----- EXERCISE INPUT -----

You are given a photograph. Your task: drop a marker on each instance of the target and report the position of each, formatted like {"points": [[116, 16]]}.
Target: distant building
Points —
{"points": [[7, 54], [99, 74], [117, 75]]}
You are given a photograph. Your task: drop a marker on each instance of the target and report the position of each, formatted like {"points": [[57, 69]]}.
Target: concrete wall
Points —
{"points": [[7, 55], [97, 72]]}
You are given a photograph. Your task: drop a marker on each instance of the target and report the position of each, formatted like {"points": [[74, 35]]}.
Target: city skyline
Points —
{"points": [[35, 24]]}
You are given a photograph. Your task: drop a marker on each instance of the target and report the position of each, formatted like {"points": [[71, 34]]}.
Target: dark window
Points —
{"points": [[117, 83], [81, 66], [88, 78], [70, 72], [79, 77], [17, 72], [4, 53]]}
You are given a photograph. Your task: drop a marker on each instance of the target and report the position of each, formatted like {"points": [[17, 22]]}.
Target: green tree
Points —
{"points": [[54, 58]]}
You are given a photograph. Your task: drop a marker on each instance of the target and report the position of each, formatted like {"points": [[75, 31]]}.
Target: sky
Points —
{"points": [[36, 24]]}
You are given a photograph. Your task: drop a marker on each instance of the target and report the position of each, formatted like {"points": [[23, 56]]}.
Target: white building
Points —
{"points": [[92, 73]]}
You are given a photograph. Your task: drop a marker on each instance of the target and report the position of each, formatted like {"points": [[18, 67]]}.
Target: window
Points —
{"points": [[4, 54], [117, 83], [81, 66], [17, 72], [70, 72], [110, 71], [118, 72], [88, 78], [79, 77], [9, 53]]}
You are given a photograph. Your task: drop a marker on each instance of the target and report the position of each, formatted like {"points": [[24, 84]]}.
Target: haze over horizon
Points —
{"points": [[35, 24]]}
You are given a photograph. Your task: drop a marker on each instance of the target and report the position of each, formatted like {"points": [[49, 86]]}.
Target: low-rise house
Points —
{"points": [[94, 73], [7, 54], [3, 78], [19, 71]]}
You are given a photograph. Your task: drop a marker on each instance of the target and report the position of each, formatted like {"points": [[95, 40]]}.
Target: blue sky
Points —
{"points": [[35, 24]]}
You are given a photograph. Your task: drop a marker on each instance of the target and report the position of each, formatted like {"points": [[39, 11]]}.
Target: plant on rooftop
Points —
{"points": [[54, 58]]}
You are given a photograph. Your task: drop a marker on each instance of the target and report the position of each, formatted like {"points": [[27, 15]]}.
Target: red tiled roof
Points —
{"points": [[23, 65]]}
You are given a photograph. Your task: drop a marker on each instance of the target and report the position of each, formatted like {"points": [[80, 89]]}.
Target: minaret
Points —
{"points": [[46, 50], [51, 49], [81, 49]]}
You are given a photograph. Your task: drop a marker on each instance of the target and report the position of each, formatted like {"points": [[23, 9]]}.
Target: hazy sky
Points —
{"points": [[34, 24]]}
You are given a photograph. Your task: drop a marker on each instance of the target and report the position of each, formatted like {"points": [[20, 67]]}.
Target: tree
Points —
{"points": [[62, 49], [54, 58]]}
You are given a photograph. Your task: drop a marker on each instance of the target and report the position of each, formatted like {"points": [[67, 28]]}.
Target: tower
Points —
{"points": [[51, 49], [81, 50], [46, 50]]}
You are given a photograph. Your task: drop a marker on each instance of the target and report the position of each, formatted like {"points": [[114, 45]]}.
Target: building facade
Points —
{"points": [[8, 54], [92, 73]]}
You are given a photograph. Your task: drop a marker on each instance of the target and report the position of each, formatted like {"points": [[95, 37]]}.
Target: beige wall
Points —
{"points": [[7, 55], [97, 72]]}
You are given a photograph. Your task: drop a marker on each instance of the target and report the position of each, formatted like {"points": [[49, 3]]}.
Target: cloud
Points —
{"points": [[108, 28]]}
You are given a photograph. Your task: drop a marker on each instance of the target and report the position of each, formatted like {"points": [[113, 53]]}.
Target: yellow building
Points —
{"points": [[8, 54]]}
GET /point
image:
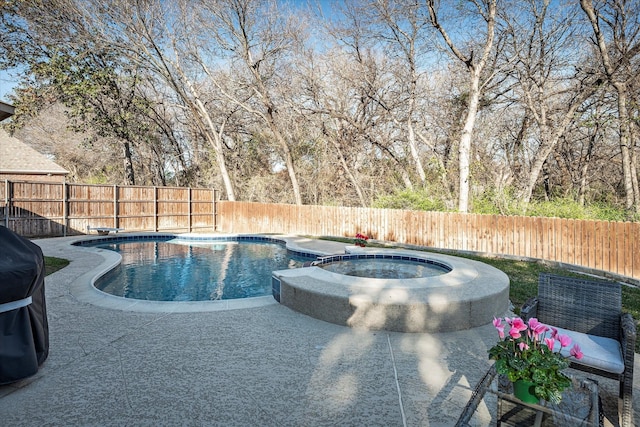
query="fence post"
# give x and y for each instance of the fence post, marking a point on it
(65, 209)
(115, 206)
(155, 208)
(189, 204)
(7, 200)
(214, 206)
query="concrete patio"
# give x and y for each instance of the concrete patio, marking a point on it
(244, 366)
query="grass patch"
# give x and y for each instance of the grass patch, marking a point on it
(53, 264)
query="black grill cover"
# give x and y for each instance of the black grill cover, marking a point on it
(24, 331)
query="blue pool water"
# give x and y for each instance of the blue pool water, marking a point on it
(174, 270)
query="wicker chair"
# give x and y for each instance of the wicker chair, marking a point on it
(594, 308)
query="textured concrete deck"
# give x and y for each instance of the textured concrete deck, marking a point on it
(260, 366)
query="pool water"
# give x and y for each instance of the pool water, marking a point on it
(385, 268)
(182, 271)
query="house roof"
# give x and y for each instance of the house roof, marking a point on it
(6, 111)
(16, 157)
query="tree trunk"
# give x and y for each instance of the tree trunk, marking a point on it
(464, 151)
(129, 175)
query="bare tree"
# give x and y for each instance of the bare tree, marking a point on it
(486, 11)
(540, 49)
(621, 18)
(257, 38)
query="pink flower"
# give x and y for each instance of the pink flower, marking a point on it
(499, 326)
(514, 332)
(519, 324)
(550, 342)
(564, 340)
(576, 352)
(541, 329)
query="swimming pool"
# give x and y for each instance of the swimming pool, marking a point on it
(177, 269)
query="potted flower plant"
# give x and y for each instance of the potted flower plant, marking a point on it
(361, 240)
(525, 355)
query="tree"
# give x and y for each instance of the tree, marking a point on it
(551, 92)
(485, 11)
(621, 19)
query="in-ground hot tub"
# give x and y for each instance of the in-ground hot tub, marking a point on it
(464, 295)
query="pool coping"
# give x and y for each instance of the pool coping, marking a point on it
(84, 290)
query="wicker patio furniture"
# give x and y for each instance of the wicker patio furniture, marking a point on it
(590, 312)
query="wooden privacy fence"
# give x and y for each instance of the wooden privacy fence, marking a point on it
(54, 209)
(600, 245)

-----

**TASK REQUIREMENTS**.
Every record gets retyped exactly; no picture goes into the copy.

**EXERCISE ANSWER**.
You are given a photograph. Your task: drop a marker on each instance of the target and report the position of each, formatted like {"points": [[116, 16]]}.
Target: distant building
Points —
{"points": [[7, 54], [99, 74], [117, 75]]}
You are given a photograph. Your task: drop a marker on each instance of the target and report the position of each, formatted like {"points": [[57, 69]]}.
Target: concrete wall
Points —
{"points": [[7, 55], [97, 72]]}
You are given a photograph. Your task: drop a marker on each instance of the target and report the position of each, formatted like {"points": [[74, 35]]}.
Target: city skyline
Points —
{"points": [[35, 24]]}
You are given a photograph. Your task: drop a marker on each instance of the target and report the position of each, formatted like {"points": [[71, 34]]}.
Target: dark window
Points —
{"points": [[117, 83], [81, 66], [88, 78], [70, 72], [79, 77], [17, 72], [4, 53]]}
You are given a photograph. Your task: drop a marker on each instance of the target and report the position of each, formatted like {"points": [[17, 22]]}.
Target: green tree
Points —
{"points": [[54, 58]]}
You are given a photograph. Your task: drop a marker on each instance of the target and report the position of each, formatted like {"points": [[75, 31]]}.
Target: sky
Points —
{"points": [[36, 24]]}
You are given a photograph. Your task: drop a marker on each instance of the target and report the position of each, formatted like {"points": [[23, 56]]}.
Target: white building
Points —
{"points": [[92, 73]]}
You are given a photograph. Your task: drop a marker on each instance of the target and report the position of each, formatted like {"points": [[18, 67]]}.
Target: window
Points —
{"points": [[4, 54], [117, 83], [81, 66], [17, 72], [70, 72], [110, 71], [118, 72], [88, 78], [79, 77], [9, 53]]}
You are given a photograph. Your task: drop a marker on each instance of the target and report the position of each, formatted like {"points": [[24, 84]]}.
Target: haze over horizon
Points —
{"points": [[35, 24]]}
You are given a photograph. Your task: drop a marker on each instance of the target and report the position of each, formatted like {"points": [[49, 86]]}.
Target: low-rise house
Points —
{"points": [[94, 73], [7, 54], [3, 78], [19, 71]]}
You are given a photograph. Your task: drop a marker on each instance of the target and report the position of each, formatted like {"points": [[95, 40]]}.
Target: blue sky
Points —
{"points": [[35, 24]]}
You are given a photograph. Your task: drop a marker on each instance of the target and report the position of each, formatted like {"points": [[39, 11]]}.
Target: plant on rooftop
Points —
{"points": [[54, 58]]}
You are given a photograph. Your task: drop a marker on each instance of the target and report the position of each, formatted like {"points": [[27, 15]]}.
Target: red tiled roof
Points —
{"points": [[23, 65]]}
You are given a photograph. Your task: drop a marker on each instance of the target and report the position of each, formatted like {"points": [[80, 89]]}.
Target: minaret
Points —
{"points": [[46, 50], [51, 49], [81, 49]]}
You are given a photograph. Your task: drop a marker on each instance of the target and report the position of each, formatted like {"points": [[23, 9]]}.
Target: hazy sky
Points —
{"points": [[34, 24]]}
You are given a photograph. Your task: drop a marker on each instance of the target and report the position of each, formatted like {"points": [[20, 67]]}.
Target: tree
Points —
{"points": [[62, 49], [54, 58]]}
You are given a photograph. Your task: drop a marker on each instance of the target and report the position of each, formatted like {"points": [[67, 28]]}.
Target: tower
Points —
{"points": [[51, 49], [81, 50], [46, 50]]}
You are given a photograph. Your task: drop a marker on each instance of the target and report the position of each, formatted like {"points": [[114, 45]]}.
Target: building facade
Points —
{"points": [[8, 54], [92, 73]]}
You are given a photograph. Your task: drop a marker on each instance of the target and report the position of each, formatted like {"points": [[95, 37]]}.
Target: beige wall
Points —
{"points": [[7, 55], [97, 72]]}
You are given a photograph. Your task: drop a marker on each instance of the target and report the position of each, formatted like {"points": [[49, 3]]}.
Target: cloud
Points —
{"points": [[108, 28]]}
You are given a photograph. Your task: drop a marker on each instance of the target and report the position of each, formatted like {"points": [[113, 53]]}.
Target: yellow building
Points —
{"points": [[8, 54]]}
GET /point
image:
query="fence post"
# give x and y for each instance of the fence post, marking a point on it
(65, 209)
(115, 206)
(155, 208)
(189, 204)
(7, 200)
(214, 206)
query="concrete patio"
# give x and y for each instance of the concrete patio, marking a point on it
(244, 366)
query="grass patch"
# give x and y for each instance of the grass patch, marking a point on it
(53, 264)
query="black grill cover"
# give x and y for each instance of the black grill cover, marking a point on it
(24, 331)
query="blue pool water"
# give x and y for each instance of the blue pool water, marking a point on it
(174, 270)
query="wicker chair"
# give x and y for each instance of the wicker chair, marking a point on it
(594, 308)
query="textured concrete deck"
# give x and y for each instance of the textured concrete deck, marking a point on it
(260, 366)
query="pool water"
# give x and y for each instance of the pool water, marking a point on it
(385, 268)
(182, 271)
query="house roof"
# give x and y for each instance of the house roof, marking a point on it
(6, 111)
(16, 157)
query="tree trunk"
# give x and y for each instance of the tree trunk, marking a point on it
(464, 151)
(129, 175)
query="bare tree"
# give x and y for each instance of the bare tree, marking a point on it
(486, 11)
(540, 49)
(621, 18)
(257, 38)
query="pink flower"
# give x and y for each instance of the pink flower, marking a point on it
(499, 326)
(514, 332)
(519, 324)
(550, 342)
(564, 340)
(576, 352)
(541, 329)
query="swimming pool"
# give x and y for each instance of the swimming pool, marking a point on it
(177, 269)
query="potted flower plant"
# give x and y for each instance of the potted flower plant, marking a point on it
(361, 240)
(525, 355)
query="tree"
# give x and y for each instance of the tree, marking a point on it
(551, 92)
(485, 11)
(621, 19)
query="in-ground hot tub"
# give x and y for each instance of the in-ground hot tub, marking a point on it
(464, 295)
query="pool coping"
# give x and y for each instance of the pool coping, marking a point on it
(84, 290)
query="wicker patio furniture"
# give x and y for each instance of the wicker patio furniture, marking a point on it
(590, 312)
query="wooden privacy fence"
# give x and y for each instance of the wooden privacy fence, marking a point on it
(54, 209)
(600, 245)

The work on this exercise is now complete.